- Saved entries
>>>>
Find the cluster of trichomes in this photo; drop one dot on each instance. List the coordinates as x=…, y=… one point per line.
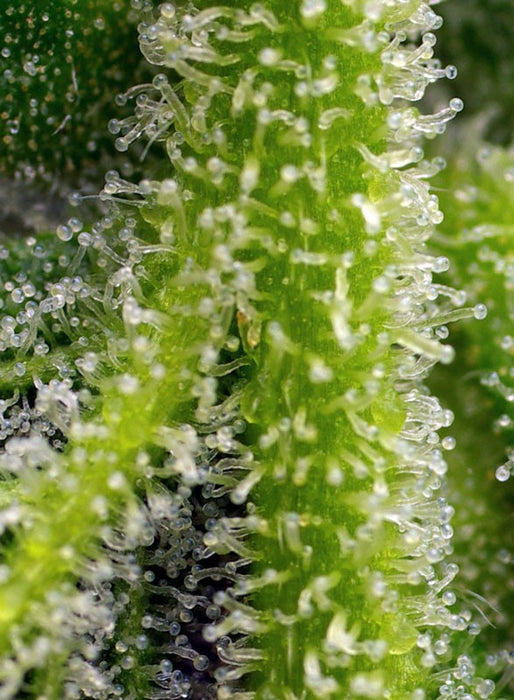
x=221, y=471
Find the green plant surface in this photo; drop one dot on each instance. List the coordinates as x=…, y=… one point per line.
x=221, y=474
x=61, y=65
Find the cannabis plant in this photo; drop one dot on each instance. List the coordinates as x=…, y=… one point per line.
x=222, y=467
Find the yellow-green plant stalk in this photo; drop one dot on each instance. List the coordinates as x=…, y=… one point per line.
x=222, y=472
x=62, y=64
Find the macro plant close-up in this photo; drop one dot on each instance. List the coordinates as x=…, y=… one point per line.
x=256, y=412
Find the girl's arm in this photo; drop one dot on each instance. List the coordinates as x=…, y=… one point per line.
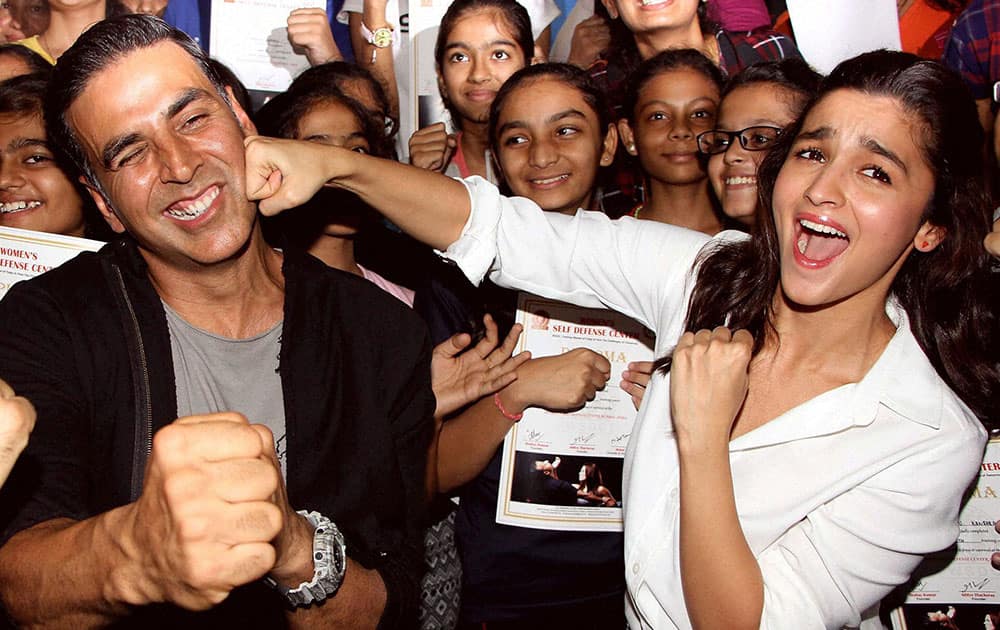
x=640, y=269
x=708, y=383
x=466, y=443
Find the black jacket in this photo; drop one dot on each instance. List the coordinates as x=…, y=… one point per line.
x=88, y=344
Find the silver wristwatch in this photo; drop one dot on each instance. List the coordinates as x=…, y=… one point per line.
x=329, y=562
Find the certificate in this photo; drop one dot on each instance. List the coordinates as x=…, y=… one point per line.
x=563, y=471
x=251, y=37
x=962, y=583
x=830, y=32
x=25, y=254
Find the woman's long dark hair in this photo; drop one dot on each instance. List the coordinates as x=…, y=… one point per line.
x=949, y=293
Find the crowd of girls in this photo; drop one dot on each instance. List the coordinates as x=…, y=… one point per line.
x=810, y=255
x=820, y=402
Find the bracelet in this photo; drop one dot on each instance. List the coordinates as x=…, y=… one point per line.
x=513, y=417
x=329, y=564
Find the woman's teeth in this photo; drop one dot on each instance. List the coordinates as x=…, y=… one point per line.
x=18, y=206
x=821, y=228
x=549, y=180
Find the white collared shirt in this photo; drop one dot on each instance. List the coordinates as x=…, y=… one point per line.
x=839, y=498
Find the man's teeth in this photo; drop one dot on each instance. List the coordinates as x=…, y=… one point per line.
x=18, y=206
x=550, y=180
x=819, y=227
x=195, y=209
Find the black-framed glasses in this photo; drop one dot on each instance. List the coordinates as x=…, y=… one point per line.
x=760, y=138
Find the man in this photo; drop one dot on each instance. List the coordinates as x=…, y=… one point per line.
x=120, y=511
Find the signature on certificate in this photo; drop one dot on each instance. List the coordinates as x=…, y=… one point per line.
x=975, y=585
x=620, y=439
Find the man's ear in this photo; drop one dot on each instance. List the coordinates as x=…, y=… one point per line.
x=928, y=237
x=103, y=206
x=627, y=137
x=249, y=129
x=612, y=8
x=610, y=144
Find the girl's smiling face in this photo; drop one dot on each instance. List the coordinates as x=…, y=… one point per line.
x=645, y=16
x=550, y=144
x=481, y=53
x=672, y=109
x=35, y=193
x=734, y=173
x=850, y=200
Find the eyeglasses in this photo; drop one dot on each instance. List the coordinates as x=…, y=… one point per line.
x=717, y=141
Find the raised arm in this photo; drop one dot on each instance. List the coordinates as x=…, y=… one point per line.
x=427, y=205
x=641, y=269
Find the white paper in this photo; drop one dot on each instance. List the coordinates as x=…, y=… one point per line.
x=251, y=37
x=962, y=577
x=596, y=434
x=25, y=254
x=830, y=32
x=426, y=106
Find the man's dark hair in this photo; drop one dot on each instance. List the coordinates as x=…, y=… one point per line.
x=99, y=47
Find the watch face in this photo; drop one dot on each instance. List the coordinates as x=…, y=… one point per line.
x=382, y=38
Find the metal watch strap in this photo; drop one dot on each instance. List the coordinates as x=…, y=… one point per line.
x=329, y=564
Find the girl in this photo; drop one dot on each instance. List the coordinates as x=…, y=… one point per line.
x=826, y=444
x=640, y=30
x=35, y=193
x=646, y=28
x=480, y=44
x=327, y=226
x=673, y=98
x=549, y=131
x=757, y=106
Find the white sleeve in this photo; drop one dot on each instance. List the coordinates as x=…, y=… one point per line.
x=639, y=268
x=845, y=556
x=350, y=6
x=541, y=12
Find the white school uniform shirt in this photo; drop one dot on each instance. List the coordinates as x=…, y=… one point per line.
x=839, y=498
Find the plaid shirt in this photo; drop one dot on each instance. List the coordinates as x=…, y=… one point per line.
x=620, y=187
x=973, y=50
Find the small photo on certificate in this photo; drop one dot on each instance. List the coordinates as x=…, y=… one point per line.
x=567, y=480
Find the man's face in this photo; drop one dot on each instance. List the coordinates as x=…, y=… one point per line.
x=168, y=151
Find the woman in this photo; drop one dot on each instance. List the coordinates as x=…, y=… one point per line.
x=826, y=444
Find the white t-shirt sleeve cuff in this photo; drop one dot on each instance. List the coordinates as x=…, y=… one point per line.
x=475, y=251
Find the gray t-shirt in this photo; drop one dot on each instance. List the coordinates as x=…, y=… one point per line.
x=215, y=373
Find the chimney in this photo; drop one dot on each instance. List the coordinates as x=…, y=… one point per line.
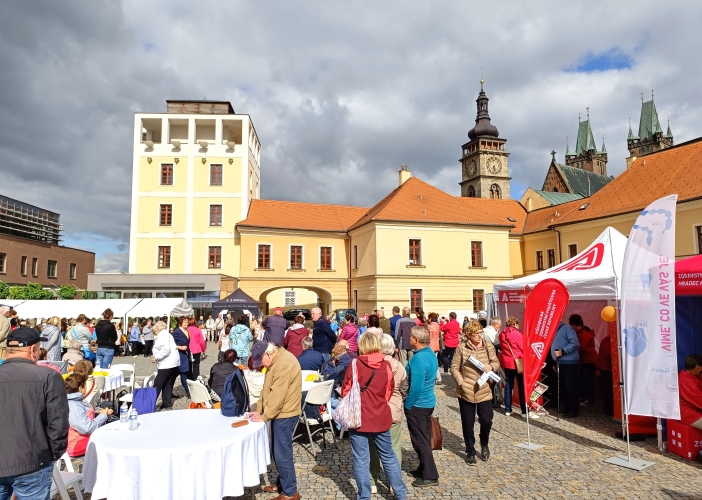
x=405, y=173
<<<<
Pictures are not part of the copy. Output only the lines from the one with "Find the metal" through the final line of the records, exactly as given.

Find the metal watch strap in this photo; drop one dot on each instance. List the coordinates as x=…, y=… one point per line.
x=329, y=564
Find the girl in this photo; drop one dot on each instance. List the coordinates as x=…, y=… one point per line.
x=826, y=444
x=640, y=30
x=35, y=193
x=646, y=28
x=480, y=44
x=327, y=226
x=673, y=98
x=549, y=131
x=757, y=106
Find the white sleeve in this photo; drop one dot on each instance. List the coordinates as x=…, y=… one point per line.
x=639, y=268
x=845, y=556
x=350, y=6
x=541, y=12
Find the white school uniform shirt in this photo; drop one dot on each instance. List the coordinates as x=…, y=… one point per line.
x=839, y=498
Find the plaid shirt in this photo; drop one dot on each instance. List the coordinates as x=…, y=… one point per line.
x=620, y=187
x=973, y=50
Find the small photo on certificate in this photo; drop one dot on each instance. List the coordinates as x=…, y=… one point per line.
x=567, y=480
Find the man's face in this photo; drop one dot on each instance. List the coordinates as x=…, y=… one point per line.
x=168, y=151
Find the woman in this photo; drop one dot on each instance. List the coordinates as x=…, y=… one point per line.
x=826, y=444
Find the white t-shirt sleeve cuff in this photo; drop one dot on each instance. List the coordinates as x=…, y=… one point per line.
x=475, y=251
Find the gray t-shirt in this photo; drop one dot on each instance. List the coordinates as x=…, y=… one point per line.
x=215, y=373
Find the chimney in this photo; drop one dot on each instance. List the coordinates as x=…, y=… one point per line.
x=405, y=173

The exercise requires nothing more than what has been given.